__Dataset records__:
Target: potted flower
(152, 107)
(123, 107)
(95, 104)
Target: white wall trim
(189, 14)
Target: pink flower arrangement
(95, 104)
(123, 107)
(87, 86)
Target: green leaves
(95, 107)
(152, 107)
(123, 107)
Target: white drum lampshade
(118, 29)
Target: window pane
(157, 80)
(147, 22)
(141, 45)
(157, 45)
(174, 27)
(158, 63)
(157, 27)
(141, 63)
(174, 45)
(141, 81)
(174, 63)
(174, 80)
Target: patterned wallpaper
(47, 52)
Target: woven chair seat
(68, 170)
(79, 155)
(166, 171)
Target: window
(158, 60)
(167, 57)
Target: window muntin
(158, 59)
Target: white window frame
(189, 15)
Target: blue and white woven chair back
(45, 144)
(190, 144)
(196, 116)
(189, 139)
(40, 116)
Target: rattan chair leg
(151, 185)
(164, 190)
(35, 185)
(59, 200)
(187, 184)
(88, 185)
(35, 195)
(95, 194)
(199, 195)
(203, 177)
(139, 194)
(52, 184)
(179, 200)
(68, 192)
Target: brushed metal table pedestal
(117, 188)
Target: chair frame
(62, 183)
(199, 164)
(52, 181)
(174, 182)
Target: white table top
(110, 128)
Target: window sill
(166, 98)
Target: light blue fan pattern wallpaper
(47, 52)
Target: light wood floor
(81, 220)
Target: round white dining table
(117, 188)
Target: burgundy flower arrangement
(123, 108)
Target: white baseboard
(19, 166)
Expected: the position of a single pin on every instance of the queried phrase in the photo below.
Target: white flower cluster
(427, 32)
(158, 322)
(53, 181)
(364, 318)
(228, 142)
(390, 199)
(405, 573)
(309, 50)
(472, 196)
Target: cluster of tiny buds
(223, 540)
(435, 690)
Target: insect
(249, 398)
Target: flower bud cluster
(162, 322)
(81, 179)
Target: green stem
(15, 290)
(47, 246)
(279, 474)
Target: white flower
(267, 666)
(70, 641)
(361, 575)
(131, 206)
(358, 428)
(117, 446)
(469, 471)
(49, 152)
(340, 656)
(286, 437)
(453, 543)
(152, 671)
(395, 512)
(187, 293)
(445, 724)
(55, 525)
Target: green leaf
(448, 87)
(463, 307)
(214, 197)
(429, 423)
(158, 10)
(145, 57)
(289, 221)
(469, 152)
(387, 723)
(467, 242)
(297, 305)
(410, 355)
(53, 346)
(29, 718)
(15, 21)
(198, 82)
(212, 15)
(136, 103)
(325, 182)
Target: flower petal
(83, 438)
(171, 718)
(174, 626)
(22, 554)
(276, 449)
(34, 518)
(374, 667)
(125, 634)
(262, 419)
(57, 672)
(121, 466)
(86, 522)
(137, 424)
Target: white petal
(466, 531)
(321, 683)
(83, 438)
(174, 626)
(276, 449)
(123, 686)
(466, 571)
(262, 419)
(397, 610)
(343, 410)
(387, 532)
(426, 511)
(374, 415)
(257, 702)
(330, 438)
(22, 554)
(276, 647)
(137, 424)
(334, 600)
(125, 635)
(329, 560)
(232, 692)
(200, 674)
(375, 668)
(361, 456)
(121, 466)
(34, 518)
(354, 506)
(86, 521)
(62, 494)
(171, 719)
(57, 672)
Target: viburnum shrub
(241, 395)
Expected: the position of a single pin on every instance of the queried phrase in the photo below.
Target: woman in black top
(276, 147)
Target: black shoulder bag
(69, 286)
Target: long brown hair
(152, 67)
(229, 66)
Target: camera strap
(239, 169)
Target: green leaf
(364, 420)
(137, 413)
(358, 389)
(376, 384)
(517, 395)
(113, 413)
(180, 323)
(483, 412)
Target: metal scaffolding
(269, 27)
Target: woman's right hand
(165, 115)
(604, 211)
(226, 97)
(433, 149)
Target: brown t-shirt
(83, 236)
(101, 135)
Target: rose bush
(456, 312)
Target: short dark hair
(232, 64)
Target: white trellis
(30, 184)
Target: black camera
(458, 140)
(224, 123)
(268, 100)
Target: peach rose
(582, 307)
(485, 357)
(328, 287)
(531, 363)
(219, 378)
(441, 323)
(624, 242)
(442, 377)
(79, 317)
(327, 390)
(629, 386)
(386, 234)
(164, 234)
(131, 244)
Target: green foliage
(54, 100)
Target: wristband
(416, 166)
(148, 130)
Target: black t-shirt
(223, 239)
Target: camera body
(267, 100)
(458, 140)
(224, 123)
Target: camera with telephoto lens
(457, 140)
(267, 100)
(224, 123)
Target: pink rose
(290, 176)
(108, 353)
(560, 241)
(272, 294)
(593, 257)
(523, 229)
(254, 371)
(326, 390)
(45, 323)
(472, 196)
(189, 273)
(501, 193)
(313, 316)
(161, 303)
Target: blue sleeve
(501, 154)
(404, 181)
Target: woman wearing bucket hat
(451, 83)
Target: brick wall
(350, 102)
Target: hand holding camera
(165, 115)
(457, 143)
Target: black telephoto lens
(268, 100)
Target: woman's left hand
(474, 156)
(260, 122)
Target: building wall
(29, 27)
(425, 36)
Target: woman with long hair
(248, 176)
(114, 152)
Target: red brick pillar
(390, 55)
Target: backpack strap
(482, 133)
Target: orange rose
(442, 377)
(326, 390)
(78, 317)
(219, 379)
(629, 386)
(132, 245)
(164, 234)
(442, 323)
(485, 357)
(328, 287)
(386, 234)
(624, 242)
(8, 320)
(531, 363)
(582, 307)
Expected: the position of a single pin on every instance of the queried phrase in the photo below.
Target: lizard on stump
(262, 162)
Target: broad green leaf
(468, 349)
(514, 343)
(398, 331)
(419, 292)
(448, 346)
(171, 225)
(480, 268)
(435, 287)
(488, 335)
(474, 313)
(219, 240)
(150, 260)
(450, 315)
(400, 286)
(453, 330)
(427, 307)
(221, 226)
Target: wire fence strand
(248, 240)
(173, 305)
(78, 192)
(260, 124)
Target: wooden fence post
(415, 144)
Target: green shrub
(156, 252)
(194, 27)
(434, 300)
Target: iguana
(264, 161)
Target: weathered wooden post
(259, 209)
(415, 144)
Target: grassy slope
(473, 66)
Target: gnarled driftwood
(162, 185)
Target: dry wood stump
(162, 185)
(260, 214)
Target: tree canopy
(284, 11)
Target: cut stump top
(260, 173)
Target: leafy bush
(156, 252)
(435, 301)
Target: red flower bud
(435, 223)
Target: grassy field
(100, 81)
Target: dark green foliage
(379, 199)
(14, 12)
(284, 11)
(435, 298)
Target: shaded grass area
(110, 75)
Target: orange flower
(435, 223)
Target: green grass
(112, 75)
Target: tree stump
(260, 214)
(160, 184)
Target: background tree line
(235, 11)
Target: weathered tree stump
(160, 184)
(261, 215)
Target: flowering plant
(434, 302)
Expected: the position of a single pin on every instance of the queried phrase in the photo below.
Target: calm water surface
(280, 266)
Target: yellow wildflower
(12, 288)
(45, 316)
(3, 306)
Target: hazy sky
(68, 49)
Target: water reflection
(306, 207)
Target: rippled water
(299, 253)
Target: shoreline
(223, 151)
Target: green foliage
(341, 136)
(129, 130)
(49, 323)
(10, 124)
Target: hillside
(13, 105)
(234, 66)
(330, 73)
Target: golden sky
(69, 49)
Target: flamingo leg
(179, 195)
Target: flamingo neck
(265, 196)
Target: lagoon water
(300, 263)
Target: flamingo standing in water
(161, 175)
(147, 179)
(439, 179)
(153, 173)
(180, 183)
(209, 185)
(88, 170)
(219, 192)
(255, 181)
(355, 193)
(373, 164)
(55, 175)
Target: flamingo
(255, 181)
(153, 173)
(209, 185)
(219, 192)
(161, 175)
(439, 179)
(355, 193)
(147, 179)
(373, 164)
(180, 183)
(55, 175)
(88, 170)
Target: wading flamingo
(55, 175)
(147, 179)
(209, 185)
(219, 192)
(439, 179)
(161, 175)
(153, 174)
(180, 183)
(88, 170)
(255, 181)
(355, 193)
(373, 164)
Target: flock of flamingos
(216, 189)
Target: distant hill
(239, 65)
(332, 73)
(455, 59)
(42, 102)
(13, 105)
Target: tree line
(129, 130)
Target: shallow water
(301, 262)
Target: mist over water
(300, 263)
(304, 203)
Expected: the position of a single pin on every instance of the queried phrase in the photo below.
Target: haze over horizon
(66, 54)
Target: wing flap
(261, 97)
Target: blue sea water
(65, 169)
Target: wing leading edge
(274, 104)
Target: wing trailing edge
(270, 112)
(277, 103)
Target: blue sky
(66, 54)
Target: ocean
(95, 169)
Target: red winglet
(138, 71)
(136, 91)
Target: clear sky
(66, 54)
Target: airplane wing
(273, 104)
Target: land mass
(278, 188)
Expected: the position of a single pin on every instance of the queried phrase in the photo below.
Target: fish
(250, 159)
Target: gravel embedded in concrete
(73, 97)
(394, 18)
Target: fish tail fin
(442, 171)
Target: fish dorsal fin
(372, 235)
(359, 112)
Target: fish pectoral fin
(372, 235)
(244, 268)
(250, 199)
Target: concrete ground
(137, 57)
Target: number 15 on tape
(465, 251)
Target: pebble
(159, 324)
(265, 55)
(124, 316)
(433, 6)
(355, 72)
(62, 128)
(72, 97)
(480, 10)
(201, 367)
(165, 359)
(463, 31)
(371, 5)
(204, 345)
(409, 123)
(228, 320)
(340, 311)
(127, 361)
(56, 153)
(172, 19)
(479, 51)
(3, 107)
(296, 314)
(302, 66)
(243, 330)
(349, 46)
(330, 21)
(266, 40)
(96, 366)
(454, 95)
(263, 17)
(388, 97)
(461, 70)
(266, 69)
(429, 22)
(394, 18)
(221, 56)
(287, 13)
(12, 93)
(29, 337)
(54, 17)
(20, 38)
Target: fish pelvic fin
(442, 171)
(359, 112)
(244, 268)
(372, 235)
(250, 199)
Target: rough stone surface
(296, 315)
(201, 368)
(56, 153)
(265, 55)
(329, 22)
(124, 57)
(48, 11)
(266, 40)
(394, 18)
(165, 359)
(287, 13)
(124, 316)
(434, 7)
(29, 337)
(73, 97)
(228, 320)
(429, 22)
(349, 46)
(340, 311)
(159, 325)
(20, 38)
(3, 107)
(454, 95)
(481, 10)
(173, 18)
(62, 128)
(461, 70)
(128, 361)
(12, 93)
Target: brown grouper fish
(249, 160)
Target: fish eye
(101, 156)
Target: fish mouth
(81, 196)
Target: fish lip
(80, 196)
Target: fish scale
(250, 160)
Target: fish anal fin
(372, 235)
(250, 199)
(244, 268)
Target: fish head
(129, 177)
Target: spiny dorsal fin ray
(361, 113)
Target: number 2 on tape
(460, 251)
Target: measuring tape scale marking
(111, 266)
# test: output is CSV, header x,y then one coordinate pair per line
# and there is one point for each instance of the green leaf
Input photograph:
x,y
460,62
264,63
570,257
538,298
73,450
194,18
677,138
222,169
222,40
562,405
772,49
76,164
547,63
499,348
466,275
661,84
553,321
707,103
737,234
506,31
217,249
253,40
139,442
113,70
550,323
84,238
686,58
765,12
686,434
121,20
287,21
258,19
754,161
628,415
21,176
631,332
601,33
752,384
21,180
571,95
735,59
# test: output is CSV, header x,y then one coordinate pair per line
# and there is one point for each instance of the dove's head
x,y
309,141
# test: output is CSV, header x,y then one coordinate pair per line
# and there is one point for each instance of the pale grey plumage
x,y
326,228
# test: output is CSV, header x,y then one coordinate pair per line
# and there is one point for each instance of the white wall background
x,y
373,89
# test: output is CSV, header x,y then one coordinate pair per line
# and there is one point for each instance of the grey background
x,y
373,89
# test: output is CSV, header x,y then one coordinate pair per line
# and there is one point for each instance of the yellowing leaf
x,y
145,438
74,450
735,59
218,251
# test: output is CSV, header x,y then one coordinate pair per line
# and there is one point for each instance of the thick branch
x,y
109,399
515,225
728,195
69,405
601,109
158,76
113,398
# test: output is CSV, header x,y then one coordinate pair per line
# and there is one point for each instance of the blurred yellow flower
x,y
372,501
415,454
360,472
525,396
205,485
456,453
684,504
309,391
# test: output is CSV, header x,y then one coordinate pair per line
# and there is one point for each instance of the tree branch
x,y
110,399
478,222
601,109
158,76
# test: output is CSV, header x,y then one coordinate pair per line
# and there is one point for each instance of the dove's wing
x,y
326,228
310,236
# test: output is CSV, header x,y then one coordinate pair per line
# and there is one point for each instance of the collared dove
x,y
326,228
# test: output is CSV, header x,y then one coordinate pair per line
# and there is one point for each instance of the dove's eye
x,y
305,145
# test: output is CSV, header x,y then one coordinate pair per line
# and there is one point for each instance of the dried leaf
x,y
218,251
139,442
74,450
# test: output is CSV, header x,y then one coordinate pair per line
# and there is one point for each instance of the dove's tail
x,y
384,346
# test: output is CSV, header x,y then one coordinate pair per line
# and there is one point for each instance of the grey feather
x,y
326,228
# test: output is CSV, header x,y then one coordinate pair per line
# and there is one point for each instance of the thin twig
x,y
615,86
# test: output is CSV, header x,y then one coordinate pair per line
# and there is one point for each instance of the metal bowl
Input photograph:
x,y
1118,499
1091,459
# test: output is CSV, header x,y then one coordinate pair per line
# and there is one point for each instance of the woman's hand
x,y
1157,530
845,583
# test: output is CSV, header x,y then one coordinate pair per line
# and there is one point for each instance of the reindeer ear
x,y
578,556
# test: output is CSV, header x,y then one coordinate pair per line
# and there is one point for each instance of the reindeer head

__What you should do__: Return each line of the entries above that contains the word "arrangement", matching case exactly.

__Task result__:
Target: pink flower arrangement
Target: burgundy flower arrangement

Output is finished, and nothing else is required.